▶ _Consigne_: Dans l'extrait sur les secours après un séisme, de quel équipement la Croix-Rouge dispose-t-elle depuis quelques années pour évaluer l'état du territoire avant de s'y rendre ?

▶ _Extrait du texte_:
◇ ◇ ◇ ◇
Jusqu’ici, l’accès à Marrakech n’est pas un problème, mais l’accès à certaines rues dans les médinas l’est parfois davantage en raison de nombreux bâtiments écroulés, affirme Pascal Mathieu. « C’est la même chose pour l’accès à plusieurs villages, souvent sur des routes montagneuses et escarpées. Les secours peuvent donc parfois impliquer des hélicoptères, ce qui est plus long et plus coûteux », soutient-il. Depuis quelques années, la Croix-Rouge dispose d’ailleurs de drones pour évaluer l’état du territoire, après un séisme, avant de s’y rendre. « Ça nous permet d’être beaucoup mieux équipés quand on arrive sur les lieux », soutient le vice-président québécois à ce sujet.

Un défi pour le système de santé

D’emblée, la bonne nouvelle, c’est que les grands hôpitaux d’Agadir et de Marrakech n’ont pas été touchés, précise Manon Hourdin. « C’est un avantage de taille. Après, dans les prochains jours, l’important va être d’éviter qu’on ait une rupture de continuum de soins. Il va falloir continuer de répondre à l’urgence tout en maintenant les soins pour les maladies chroniques ou l’accès aux médicaments, par exemple », dit-elle. Médecins du monde veillera également à l’accès à la contraception chez les femmes pour éviter les grossesses non désirées, « qui se multiplient souvent lors de telles crises », rappelle la gestionnaire. « Du côté de la santé mentale, on sait aussi qu’à long terme, les besoins vont grandir dans le temps au fur et à mesure que certaines choses remontent à la surface », ajoute-t-elle à ce sujet.

Qu’advient-il du réseau électrique ? Doit-on couper le courant ?

De façon générale, lorsque survient un séisme d’une telle puissance, « les autorités vont couper le courant et l’alimentation en gaz dans les grandes villes pour éviter de créer des incendies ou d’autres accidents », explique Pascal Mathieu. Des ressources sont alors mises en place pour centraliser la production en énergie. En campagne ou en région rurale, cela dit, l’enjeu peut être plus compliqué. « Si l’alimentation en électricité n’est pas déjà coupée, on ne va pas nécessairement l’interrompre s’il n’y a pas de danger immédiat. Il ne faut pas non plus empêcher des systèmes de santé ou de sécurité de fonctionner. C’est vraiment une évaluation qui est faite au cas par cas », conclut le vice-président de la Croix-Rouge canadienne.
◇ ◇ ◇ ◇
▶ _Données fournies_:
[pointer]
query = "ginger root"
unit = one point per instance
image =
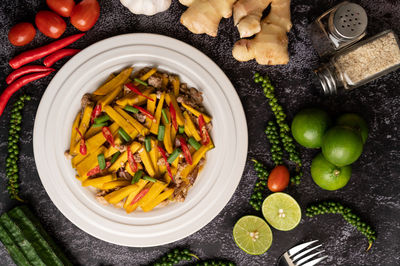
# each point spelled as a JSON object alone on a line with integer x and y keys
{"x": 203, "y": 16}
{"x": 269, "y": 46}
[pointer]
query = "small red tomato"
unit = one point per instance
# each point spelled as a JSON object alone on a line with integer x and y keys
{"x": 85, "y": 14}
{"x": 50, "y": 24}
{"x": 61, "y": 7}
{"x": 21, "y": 34}
{"x": 278, "y": 179}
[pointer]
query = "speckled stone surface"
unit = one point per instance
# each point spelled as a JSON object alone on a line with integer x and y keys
{"x": 373, "y": 190}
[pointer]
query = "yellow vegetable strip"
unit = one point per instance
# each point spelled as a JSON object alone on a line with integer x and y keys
{"x": 139, "y": 127}
{"x": 207, "y": 119}
{"x": 160, "y": 198}
{"x": 132, "y": 98}
{"x": 154, "y": 126}
{"x": 119, "y": 80}
{"x": 144, "y": 155}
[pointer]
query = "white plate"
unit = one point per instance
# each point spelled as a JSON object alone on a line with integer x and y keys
{"x": 215, "y": 184}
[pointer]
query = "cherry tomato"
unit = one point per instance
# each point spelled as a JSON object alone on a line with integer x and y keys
{"x": 50, "y": 24}
{"x": 85, "y": 14}
{"x": 278, "y": 179}
{"x": 21, "y": 34}
{"x": 61, "y": 7}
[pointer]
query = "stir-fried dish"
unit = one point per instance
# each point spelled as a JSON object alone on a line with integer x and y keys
{"x": 140, "y": 139}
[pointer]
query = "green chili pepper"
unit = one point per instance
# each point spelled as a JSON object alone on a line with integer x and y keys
{"x": 174, "y": 155}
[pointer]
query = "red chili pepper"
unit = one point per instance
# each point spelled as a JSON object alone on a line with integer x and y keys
{"x": 35, "y": 54}
{"x": 82, "y": 149}
{"x": 205, "y": 137}
{"x": 26, "y": 70}
{"x": 140, "y": 195}
{"x": 186, "y": 151}
{"x": 97, "y": 169}
{"x": 16, "y": 85}
{"x": 164, "y": 155}
{"x": 144, "y": 111}
{"x": 173, "y": 116}
{"x": 95, "y": 113}
{"x": 57, "y": 55}
{"x": 137, "y": 91}
{"x": 107, "y": 134}
{"x": 131, "y": 160}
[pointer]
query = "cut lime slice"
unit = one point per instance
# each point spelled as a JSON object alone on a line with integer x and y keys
{"x": 252, "y": 234}
{"x": 281, "y": 211}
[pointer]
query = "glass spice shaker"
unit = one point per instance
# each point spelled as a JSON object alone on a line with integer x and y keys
{"x": 338, "y": 27}
{"x": 361, "y": 63}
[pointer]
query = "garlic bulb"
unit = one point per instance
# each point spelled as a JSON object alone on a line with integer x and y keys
{"x": 146, "y": 7}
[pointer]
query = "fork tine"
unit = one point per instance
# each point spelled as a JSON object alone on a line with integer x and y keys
{"x": 315, "y": 261}
{"x": 303, "y": 260}
{"x": 298, "y": 256}
{"x": 300, "y": 247}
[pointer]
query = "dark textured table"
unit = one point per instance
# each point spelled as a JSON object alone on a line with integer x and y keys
{"x": 373, "y": 190}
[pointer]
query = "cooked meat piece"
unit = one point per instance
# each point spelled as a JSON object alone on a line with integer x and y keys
{"x": 155, "y": 81}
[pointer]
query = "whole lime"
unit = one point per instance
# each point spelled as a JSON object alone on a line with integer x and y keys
{"x": 356, "y": 122}
{"x": 309, "y": 126}
{"x": 327, "y": 175}
{"x": 341, "y": 146}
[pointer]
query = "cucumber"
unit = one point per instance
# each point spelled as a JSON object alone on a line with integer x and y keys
{"x": 25, "y": 246}
{"x": 15, "y": 253}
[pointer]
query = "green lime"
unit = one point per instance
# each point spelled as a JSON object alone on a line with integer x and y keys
{"x": 309, "y": 126}
{"x": 327, "y": 175}
{"x": 341, "y": 146}
{"x": 356, "y": 122}
{"x": 281, "y": 211}
{"x": 252, "y": 234}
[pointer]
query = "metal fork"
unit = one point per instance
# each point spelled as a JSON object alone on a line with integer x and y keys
{"x": 293, "y": 257}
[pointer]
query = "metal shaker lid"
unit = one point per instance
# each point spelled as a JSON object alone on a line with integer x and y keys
{"x": 349, "y": 21}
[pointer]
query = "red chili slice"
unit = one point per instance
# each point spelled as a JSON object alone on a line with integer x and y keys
{"x": 140, "y": 195}
{"x": 136, "y": 90}
{"x": 131, "y": 160}
{"x": 164, "y": 155}
{"x": 107, "y": 134}
{"x": 205, "y": 137}
{"x": 173, "y": 116}
{"x": 82, "y": 148}
{"x": 186, "y": 151}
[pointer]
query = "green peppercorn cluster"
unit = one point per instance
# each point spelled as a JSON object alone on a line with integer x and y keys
{"x": 13, "y": 150}
{"x": 284, "y": 129}
{"x": 347, "y": 213}
{"x": 260, "y": 187}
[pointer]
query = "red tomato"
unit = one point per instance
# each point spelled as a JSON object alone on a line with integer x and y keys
{"x": 21, "y": 34}
{"x": 278, "y": 179}
{"x": 85, "y": 14}
{"x": 50, "y": 24}
{"x": 61, "y": 7}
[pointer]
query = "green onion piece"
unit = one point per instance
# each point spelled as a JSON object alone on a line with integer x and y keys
{"x": 131, "y": 109}
{"x": 164, "y": 113}
{"x": 194, "y": 143}
{"x": 141, "y": 82}
{"x": 147, "y": 144}
{"x": 102, "y": 161}
{"x": 124, "y": 135}
{"x": 115, "y": 157}
{"x": 174, "y": 155}
{"x": 100, "y": 125}
{"x": 137, "y": 176}
{"x": 161, "y": 132}
{"x": 148, "y": 178}
{"x": 101, "y": 119}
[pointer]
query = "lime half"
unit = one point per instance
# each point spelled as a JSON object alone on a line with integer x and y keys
{"x": 281, "y": 211}
{"x": 252, "y": 234}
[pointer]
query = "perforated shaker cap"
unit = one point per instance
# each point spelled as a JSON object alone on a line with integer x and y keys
{"x": 349, "y": 21}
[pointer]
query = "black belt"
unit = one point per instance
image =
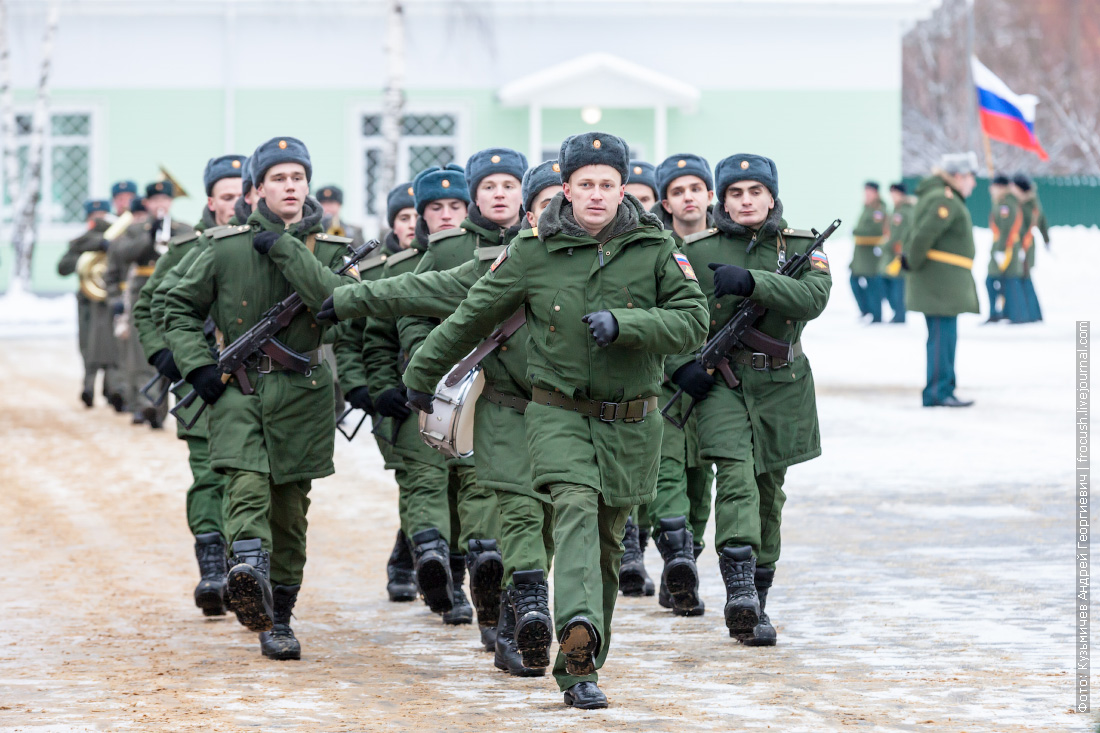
◇ ◇ ◇ ◇
▶ _Réponse attendue_: De drones.